*Given exercise*
Write out all of the data below again, switching each "set one marker" to "place one point" and leaving everything else unchanged. Omit the pictures.

----------------

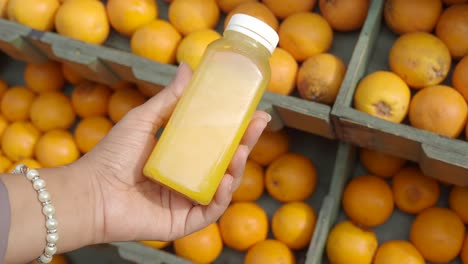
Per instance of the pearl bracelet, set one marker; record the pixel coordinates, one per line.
(47, 209)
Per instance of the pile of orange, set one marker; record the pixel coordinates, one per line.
(437, 234)
(43, 126)
(417, 86)
(287, 177)
(302, 62)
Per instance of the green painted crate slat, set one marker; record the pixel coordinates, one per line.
(439, 157)
(13, 42)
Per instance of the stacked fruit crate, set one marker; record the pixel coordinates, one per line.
(318, 119)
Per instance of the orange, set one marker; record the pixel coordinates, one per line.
(368, 200)
(348, 243)
(16, 103)
(438, 234)
(420, 59)
(157, 40)
(188, 16)
(243, 224)
(458, 199)
(291, 177)
(70, 75)
(380, 163)
(90, 99)
(452, 29)
(344, 15)
(57, 259)
(398, 252)
(293, 224)
(127, 16)
(399, 15)
(283, 9)
(228, 5)
(460, 78)
(93, 27)
(56, 148)
(3, 88)
(439, 109)
(31, 163)
(149, 90)
(413, 191)
(5, 164)
(464, 251)
(252, 184)
(383, 94)
(155, 244)
(283, 72)
(37, 14)
(122, 101)
(90, 131)
(270, 146)
(193, 46)
(202, 246)
(44, 77)
(269, 251)
(256, 9)
(319, 78)
(19, 140)
(3, 125)
(52, 110)
(305, 34)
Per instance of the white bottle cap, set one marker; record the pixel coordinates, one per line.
(254, 28)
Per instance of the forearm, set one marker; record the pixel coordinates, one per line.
(72, 196)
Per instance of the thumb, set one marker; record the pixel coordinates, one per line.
(158, 109)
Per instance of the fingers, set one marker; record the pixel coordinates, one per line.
(159, 108)
(200, 216)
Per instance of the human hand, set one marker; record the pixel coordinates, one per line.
(131, 207)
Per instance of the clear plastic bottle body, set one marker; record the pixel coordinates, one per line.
(204, 131)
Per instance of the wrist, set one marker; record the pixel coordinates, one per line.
(72, 195)
(75, 199)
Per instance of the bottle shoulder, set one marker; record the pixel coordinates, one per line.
(255, 54)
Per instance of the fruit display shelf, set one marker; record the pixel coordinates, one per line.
(333, 161)
(397, 226)
(112, 62)
(331, 158)
(438, 156)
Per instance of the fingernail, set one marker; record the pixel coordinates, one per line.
(179, 68)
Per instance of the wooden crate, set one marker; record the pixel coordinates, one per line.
(112, 62)
(440, 157)
(327, 199)
(331, 158)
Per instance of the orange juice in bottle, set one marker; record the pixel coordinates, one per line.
(205, 129)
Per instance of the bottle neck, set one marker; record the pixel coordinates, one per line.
(248, 41)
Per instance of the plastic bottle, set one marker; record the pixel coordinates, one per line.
(205, 129)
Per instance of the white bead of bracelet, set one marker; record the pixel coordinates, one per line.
(48, 210)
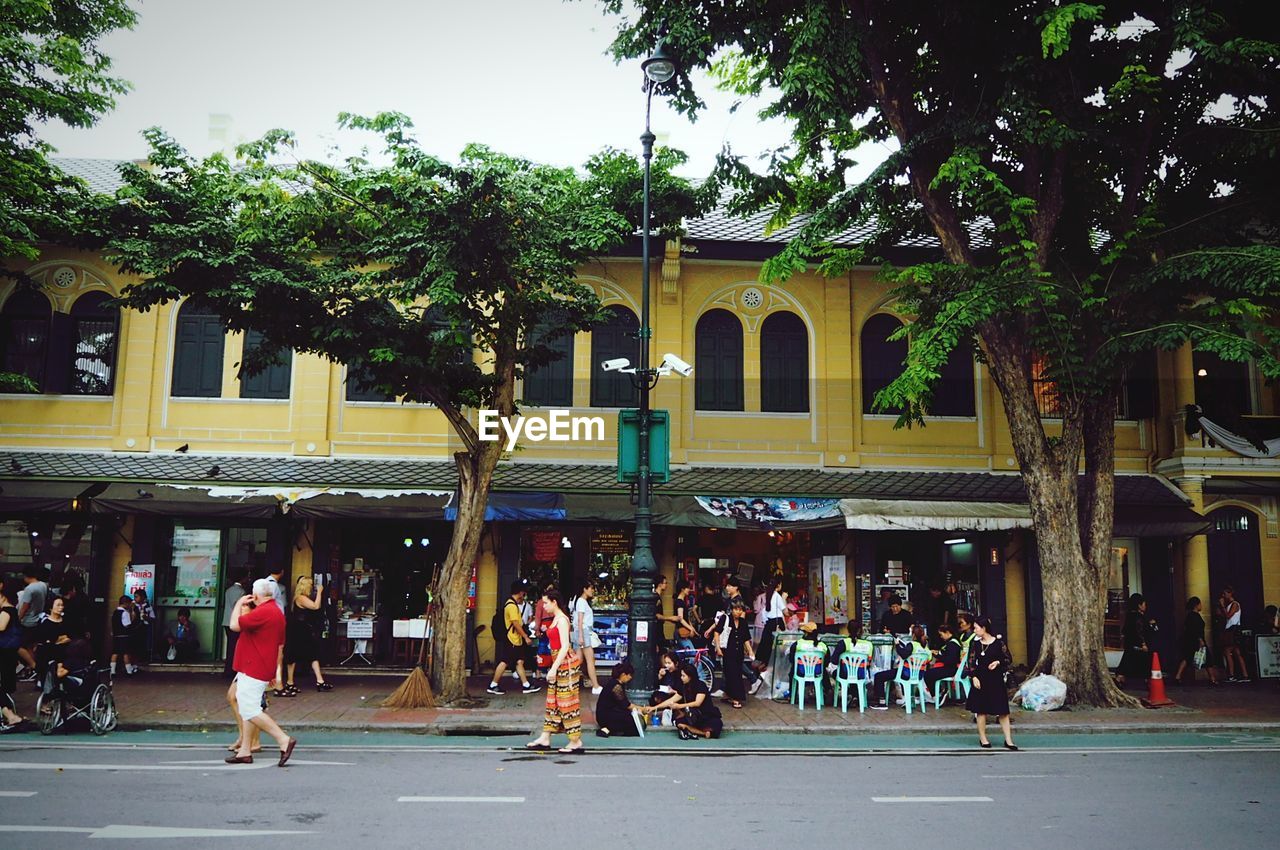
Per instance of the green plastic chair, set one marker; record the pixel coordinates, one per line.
(854, 671)
(808, 671)
(910, 676)
(958, 685)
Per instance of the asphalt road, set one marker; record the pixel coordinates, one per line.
(339, 793)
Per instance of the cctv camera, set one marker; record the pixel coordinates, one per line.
(677, 365)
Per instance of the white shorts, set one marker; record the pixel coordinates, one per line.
(248, 695)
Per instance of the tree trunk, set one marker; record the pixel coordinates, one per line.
(1072, 519)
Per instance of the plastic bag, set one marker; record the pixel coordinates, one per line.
(1043, 693)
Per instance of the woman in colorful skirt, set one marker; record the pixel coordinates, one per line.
(563, 677)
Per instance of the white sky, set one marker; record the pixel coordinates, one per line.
(526, 77)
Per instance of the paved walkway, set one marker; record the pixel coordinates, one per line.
(196, 702)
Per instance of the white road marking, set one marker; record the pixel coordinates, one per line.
(129, 831)
(932, 800)
(416, 799)
(612, 776)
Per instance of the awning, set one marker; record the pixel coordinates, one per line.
(903, 515)
(160, 499)
(33, 497)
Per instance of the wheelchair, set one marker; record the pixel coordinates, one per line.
(82, 693)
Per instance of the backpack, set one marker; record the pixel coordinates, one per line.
(12, 636)
(499, 618)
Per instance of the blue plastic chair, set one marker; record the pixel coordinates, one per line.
(854, 671)
(958, 685)
(910, 676)
(808, 671)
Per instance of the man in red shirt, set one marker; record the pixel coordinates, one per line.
(260, 624)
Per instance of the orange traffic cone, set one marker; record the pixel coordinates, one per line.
(1156, 697)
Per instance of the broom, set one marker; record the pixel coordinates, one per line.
(415, 691)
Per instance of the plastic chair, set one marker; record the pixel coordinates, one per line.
(958, 684)
(910, 676)
(808, 671)
(854, 671)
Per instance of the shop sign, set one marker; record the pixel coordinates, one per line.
(769, 510)
(611, 542)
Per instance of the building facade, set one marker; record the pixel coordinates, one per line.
(146, 458)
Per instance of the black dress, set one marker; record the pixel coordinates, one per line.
(991, 699)
(1136, 662)
(612, 711)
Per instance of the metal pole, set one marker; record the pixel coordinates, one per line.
(644, 569)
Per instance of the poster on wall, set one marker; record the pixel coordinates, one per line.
(140, 576)
(816, 595)
(835, 595)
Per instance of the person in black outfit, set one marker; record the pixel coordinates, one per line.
(615, 713)
(899, 620)
(988, 662)
(737, 648)
(1136, 662)
(1193, 638)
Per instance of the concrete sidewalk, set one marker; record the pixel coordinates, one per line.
(196, 702)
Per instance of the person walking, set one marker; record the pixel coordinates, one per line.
(1237, 671)
(736, 645)
(1136, 661)
(563, 712)
(301, 645)
(10, 639)
(1191, 644)
(511, 641)
(229, 601)
(988, 662)
(261, 625)
(583, 636)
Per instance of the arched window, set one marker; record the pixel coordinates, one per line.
(552, 384)
(197, 352)
(94, 344)
(615, 337)
(1223, 387)
(784, 364)
(954, 392)
(24, 321)
(882, 359)
(718, 361)
(272, 382)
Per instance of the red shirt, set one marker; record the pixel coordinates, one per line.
(261, 638)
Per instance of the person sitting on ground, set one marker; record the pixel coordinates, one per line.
(695, 708)
(905, 649)
(182, 636)
(615, 713)
(899, 620)
(945, 665)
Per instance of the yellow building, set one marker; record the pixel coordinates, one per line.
(146, 457)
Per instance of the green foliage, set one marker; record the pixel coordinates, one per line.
(1101, 179)
(402, 270)
(50, 69)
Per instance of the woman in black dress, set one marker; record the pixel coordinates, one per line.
(1136, 662)
(988, 661)
(300, 635)
(615, 713)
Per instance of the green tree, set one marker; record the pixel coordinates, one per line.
(432, 280)
(1101, 179)
(50, 69)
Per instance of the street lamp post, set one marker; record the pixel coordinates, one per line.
(658, 69)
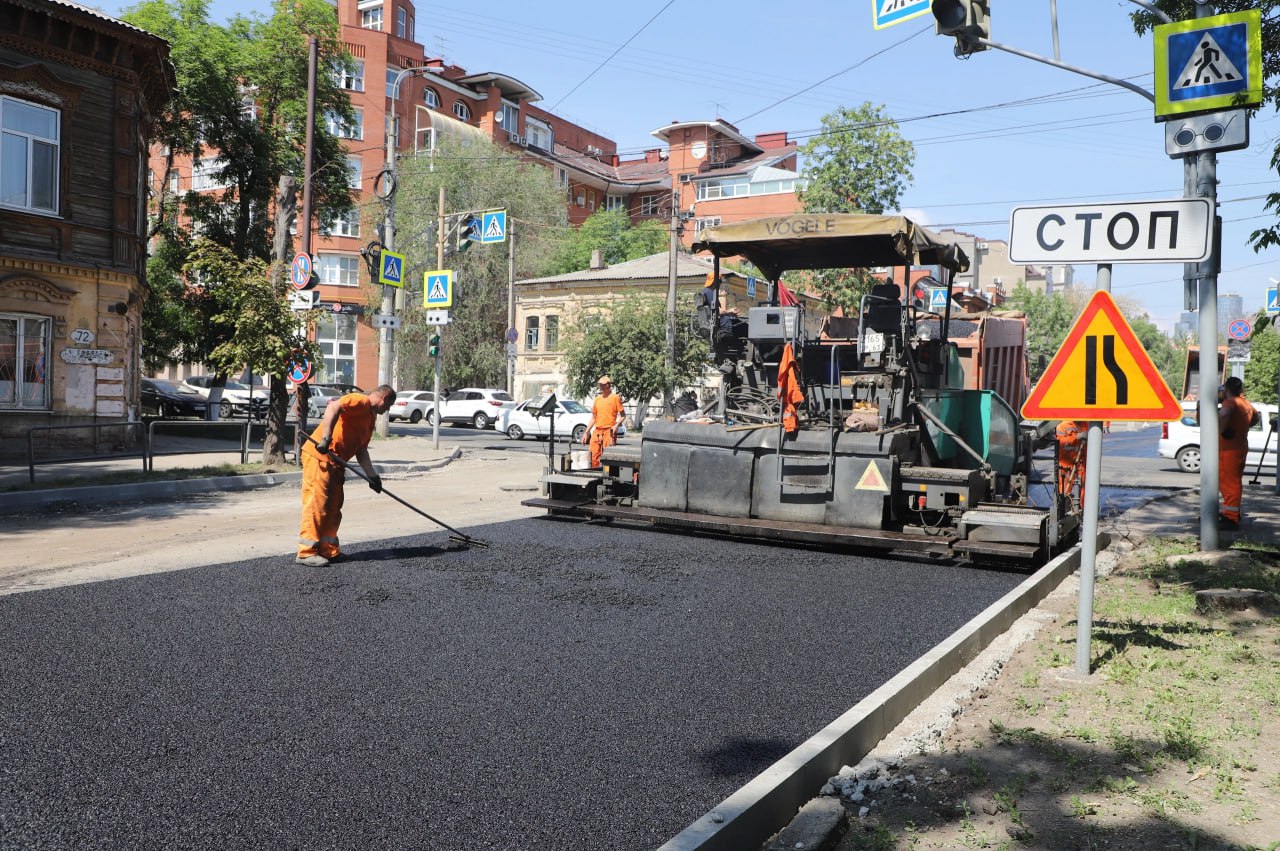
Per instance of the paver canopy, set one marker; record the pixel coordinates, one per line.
(831, 241)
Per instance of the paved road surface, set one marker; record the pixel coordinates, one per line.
(571, 687)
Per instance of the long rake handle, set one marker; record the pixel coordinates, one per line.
(457, 535)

----------------

*Reply to the exercise*
Per instance of the pearl bracelet, place one point; record the pixel coordinates, one per line.
(47, 209)
Per instance of the pile of orange, place one point; record the pixel coordinates, one per line.
(437, 234)
(43, 126)
(417, 86)
(287, 177)
(302, 62)
Per instance of the green painted crate slat, place one point; record the pixel coordinates, one per line.
(439, 157)
(13, 42)
Per instance of the stacked fruit crate, place one point; record the pixel coordinates, one per line.
(318, 119)
Per instance of the orange, place one point; record the pixel coordinates, one per line.
(368, 200)
(348, 243)
(16, 103)
(438, 234)
(420, 59)
(157, 40)
(188, 16)
(243, 224)
(458, 199)
(291, 177)
(70, 75)
(380, 163)
(90, 99)
(452, 29)
(344, 15)
(57, 259)
(398, 252)
(293, 224)
(127, 16)
(399, 15)
(283, 9)
(228, 5)
(460, 78)
(93, 27)
(56, 148)
(3, 88)
(439, 109)
(31, 163)
(149, 90)
(413, 191)
(5, 164)
(464, 251)
(252, 184)
(383, 94)
(155, 244)
(283, 72)
(37, 14)
(122, 101)
(90, 131)
(270, 146)
(193, 46)
(202, 246)
(44, 77)
(269, 251)
(256, 9)
(319, 78)
(19, 140)
(3, 125)
(52, 110)
(305, 34)
Per instance of the white bottle cap, place one point; record the pixel coordinates, one per line.
(254, 28)
Per instance of the forearm, place one point; record the pixel coordinates, one per line.
(72, 196)
Per instance of the thumb, place one point; record the pixel coordinates, one per line.
(158, 109)
Per instance of the fingers, place one point; record the pixel coordinates, one per line.
(159, 108)
(200, 216)
Per instance of the human hand, place one point; record the pixel coordinates, one per line.
(131, 207)
Per instance of the clear plastic bottle body, place one point; record the pixel coordinates, one per line.
(204, 131)
Per instance of the wrist, place one point; record the pixel coordinates, one per line.
(72, 195)
(75, 199)
Per instance of the bottle shoulder, place one point; record the pixel coordinates, one per line.
(255, 54)
Per instance of the fruit display shelf, place one point; record the pixel coordinates, one per line.
(333, 161)
(397, 226)
(112, 62)
(331, 158)
(438, 156)
Per instance of the fingernail, place one point; record the pixel coordinates, one per line.
(179, 68)
Per instance of the wooden crate, place one point; record the pixel coordinates, one per line.
(112, 62)
(440, 157)
(327, 199)
(331, 158)
Per instance of the orange juice in bottle, place one point; record the pixel coordinates, one per line.
(205, 129)
Per instance of the bottle neck, place one point; record the pixel coordinates, one per line.
(248, 41)
Per instance of the plastic bottle, place one point; record the pixel coordinates, one per line.
(205, 129)
Per instance of the white bead of bracelet, place one point; record the pixel coordinates, one per line.
(48, 210)
Per instance of the green plastic chair, place one point; record the pixel coordinates, one per line.
(854, 671)
(808, 671)
(910, 676)
(958, 685)
Per instance of the asphalt road, place one point; record the pixel coordinates, one per line.
(339, 793)
Per instance of the cctv camera, place one point; record the pixel coordinates, one per line.
(677, 365)
Per instance of the white shorts, place one point; record the pixel coordinates, one per line.
(248, 695)
Per instance of the tree trunk, place one point; record the pixel coordinates, one per line.
(1072, 519)
Per instance of the plastic bag, place one point; record the pixel coordinates, one per line.
(1043, 693)
Per instance of the woman in colorful skirt, place one point; record the pixel coordinates, one per line.
(563, 677)
Per instance of the white sky, place one point; record the pixel coordinates, one per line.
(526, 77)
Per instance of the paved walkway, place one point; record the pixel coordinates, one per line.
(196, 702)
Per instance of the white road marking, place one point; record the pixel coordinates, one per line.
(129, 831)
(932, 800)
(416, 799)
(612, 776)
Per instance of the awning, place one point; record the pixel coordinates, one per line.
(903, 515)
(160, 499)
(33, 497)
Per instance of the wheelchair, place one point; record the pixel coordinates, one per line.
(82, 693)
Per instance of the backpack, place one point; record the pixel coordinates, one per line.
(12, 636)
(499, 618)
Per instance of the blue plastic chair, place one point; record the pixel coordinates, one per line.
(854, 671)
(958, 685)
(910, 676)
(808, 671)
Per instance of the man in red shirt, place one point; record the pixel coordinates, one per line.
(260, 624)
Per instance of the orange traffic cone, place one point; record the pixel coordinates, one per line.
(1156, 697)
Per instance of the broom, place one point; record the pixel coordinates, one per line.
(415, 691)
Per instance of the plastic chair, place one point; record the pixel coordinates, one per line.
(958, 684)
(910, 676)
(808, 671)
(854, 671)
Per instance of the shop sign, place one point; record the pixel coordinates, one per line.
(769, 510)
(611, 542)
Per instance of the building facade, place one point; record the pixel coordinates, one per line.
(146, 458)
Per instance of the black dress, place one point; record the pixel coordinates, one per line.
(991, 699)
(1136, 662)
(612, 711)
Per instance of the metal pole, place one point; record the pixel coordinates, one per line.
(644, 569)
Per instance of the poster on wall, place one point; record the pixel coordinates, one per line.
(140, 576)
(816, 595)
(835, 595)
Per instance of the person in black outfit, place one point; record the pixel coordinates, one per line.
(615, 713)
(899, 620)
(988, 662)
(737, 648)
(1136, 662)
(1193, 638)
Per instance of the concrete sidewalk, place one point; record the pixel coordinates, one per line.
(196, 702)
Per instance of the person walking, place one point; record the pixel coordinates, one per line.
(1237, 671)
(736, 645)
(1136, 661)
(563, 712)
(301, 645)
(10, 639)
(1191, 644)
(511, 641)
(229, 601)
(988, 662)
(261, 625)
(583, 636)
Per instance of the arched window, place one point; record the pixel coordinates, one per line.
(552, 384)
(197, 352)
(94, 344)
(615, 337)
(1223, 387)
(784, 364)
(954, 392)
(24, 321)
(882, 359)
(718, 361)
(272, 382)
Per instance of the red shirt, place one point; record the pixel coordinates, one per line.
(261, 638)
Per instance of the person sitting on ground, place one point; record the pixel coordinates, one per line.
(695, 708)
(905, 649)
(182, 636)
(615, 713)
(899, 620)
(945, 665)
Per instance of the yellow building, place one point; record the pixel coordinates, one per line.
(146, 457)
Per instance of the green foliage, place one point; record the pixel coordinates, one per line.
(1101, 179)
(402, 270)
(50, 69)
Per instance of the woman in black dress, place one point; record the pixel coordinates, one per line.
(1136, 662)
(988, 661)
(300, 635)
(615, 713)
Per instance of the green tree, place one point; record the pixel coordinates, one per line.
(432, 280)
(1101, 179)
(50, 69)
Per instance of the street lamp post, place one point; record the pixel coordinates, one per line.
(658, 69)
Per instance of the paver canopy, place one point; record the pixel coordinates, one per line.
(831, 241)
Per instance of the paved road surface, place one point; record the pixel coordinates, one per line.
(571, 687)
Per instance of the long rake handle, place one point; record the pixel coordinates, one per line.
(457, 535)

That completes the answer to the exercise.